**PASSAGE TO READ**

The primary purpose for cancer research is to understand the causes. With this knowledge, we can develop measures for prevention, ways of earlier diagnosis, new treatments, and maybe even cures.
Unfortunately, most of the information available about cancer research is written by doctors and scientists, for doctors and scientists. The technical jargon can be confusing. This article’s goal is to give some information on the subject, in more common language.
The most common cancer treatments are:
Surgery- The goal is to completely remove all cancerous tissue, with minimal damage or removal of healthy tissue.
Radiation- This therapy stops growth of cancer cells.
Chemotherapy- Powerful drugs poison the cancer cells. Unfortunately, radiation and chemotherapy destroy the body’s immune system.
Hormone Therapy- Certain hormones have been found to help the immune system fight the cancerous cells.
Immunotherapy- Some of the newest treatments boost the immune system, and even give it specific target cells to attack. If detected early enough, there are reports of this treatment stopping further growth of cancerous cells.
Since the mid- 1990’s, clinical cancer research has mainly focused on biotechnology, such as immunotherapy and gene therapy. These are treatments that alter the body’s functions on a genetic level, programming the immune system to identify certain genes that produce mutated cells, which can become tumors. Once identified, the mutated genes are destroyed by a boosted and programmed immune system.
Oncongenomics is the study to find new types of oncogenes (cancer genes) and tumor suppressor genes. The Cancer Genome Project in 2004 said “a central aim of cancer research has been to identify the mutated genes that are causally implicated in oncogenesis (cancer genes).” They tested 350 different types of tumors, and found 130,000 mutations in 3,000 genes, mostly in tumor suppressor genes. This particular study suggests that perhaps a majority of cancerous tumors are developed by mutation of the genes that are supposed to keep them from growing. In the latter stages, tumors can become resistant to cancer treatments, perhaps because the tumor suppressors are mostly either mutated or destroyed.
Research focusing on causes have isolated cells, called endothelial progenitor cells, which are manufactured in bone marrow. They leave the marrow, entering the bloodstream, and seem important in the development of tumors and the supportive vessel growth. Destruction of the endothelial progenitor cells while they are still in the bone marrow dramatically decreases the growth of tumors.
Most funding for cancer research comes from large institutions and corporations. These funding organizations prefer low-risk small increments of advancements. They often resist innovation that may provide radically new and better treatments, possibly even cures.
For the individual, these are the best ways to decrease risk of cancer:
(1) Eat healthy- There are volumes of information available on this subject. There are some research findings that certain foods or nutrients reduce the risks of cancer.
(2) Be active- This improves overall health and gets the body functioning the way it should.
(3) Get screened- You can’t diagnose yourself. See a doctor regularly. Get checked.
(4) Don’t smoke- There is actually inconsistent research results regarding a definitive link between cigarette smoking and cancer. However, this destructive and addictive substance has no health benefits and increased risks of many health problems. So, why take the chance?
Cancer research is the only way we can fight this killer.

**YOUR OBJECTIVE**
Duplicate the portion of the cancer research text starting with "The primary purpose" and going on through "of healthy tissue.", word for word. The records have no connection to the cancer research text.

**DATA SUPPLIED**
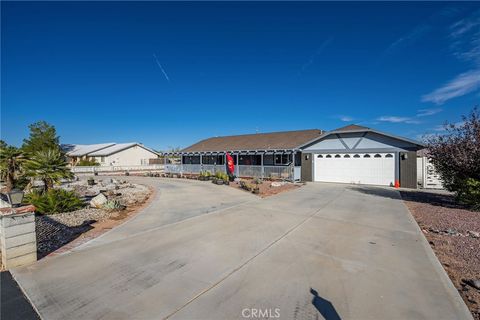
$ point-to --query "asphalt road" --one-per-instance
(202, 251)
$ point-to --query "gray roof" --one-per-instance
(356, 128)
(256, 141)
(101, 149)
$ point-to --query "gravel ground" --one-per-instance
(266, 189)
(453, 232)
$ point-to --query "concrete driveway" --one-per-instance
(202, 251)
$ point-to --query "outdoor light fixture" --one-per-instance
(15, 197)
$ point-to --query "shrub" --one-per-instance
(87, 163)
(222, 176)
(455, 155)
(469, 193)
(54, 201)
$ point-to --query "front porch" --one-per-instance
(281, 165)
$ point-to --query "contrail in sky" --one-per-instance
(161, 68)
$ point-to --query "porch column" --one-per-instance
(261, 163)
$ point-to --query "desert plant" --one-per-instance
(455, 155)
(54, 201)
(49, 166)
(10, 161)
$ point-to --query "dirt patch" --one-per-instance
(89, 230)
(452, 232)
(267, 188)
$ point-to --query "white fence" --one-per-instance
(93, 169)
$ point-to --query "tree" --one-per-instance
(456, 156)
(47, 165)
(43, 136)
(10, 160)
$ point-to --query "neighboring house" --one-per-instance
(351, 154)
(112, 154)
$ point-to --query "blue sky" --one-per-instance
(168, 74)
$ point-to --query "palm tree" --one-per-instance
(47, 165)
(10, 160)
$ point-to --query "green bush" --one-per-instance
(87, 163)
(469, 193)
(54, 201)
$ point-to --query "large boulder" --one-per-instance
(98, 201)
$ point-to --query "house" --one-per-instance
(111, 154)
(351, 154)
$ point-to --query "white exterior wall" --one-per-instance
(133, 156)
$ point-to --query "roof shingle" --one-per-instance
(257, 141)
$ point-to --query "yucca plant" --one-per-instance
(49, 166)
(10, 161)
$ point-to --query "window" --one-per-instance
(298, 159)
(191, 159)
(213, 159)
(250, 159)
(268, 159)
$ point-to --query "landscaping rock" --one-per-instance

**RESULT BELOW**
The primary purpose for cancer research is to understand the causes. With this knowledge, we can develop measures for prevention, ways of earlier diagnosis, new treatments, and maybe even cures.
Unfortunately, most of the information available about cancer research is written by doctors and scientists, for doctors and scientists. The technical jargon can be confusing. This article’s goal is to give some information on the subject, in more common language.
The most common cancer treatments are:
Surgery- The goal is to completely remove all cancerous tissue, with minimal damage or removal of healthy tissue.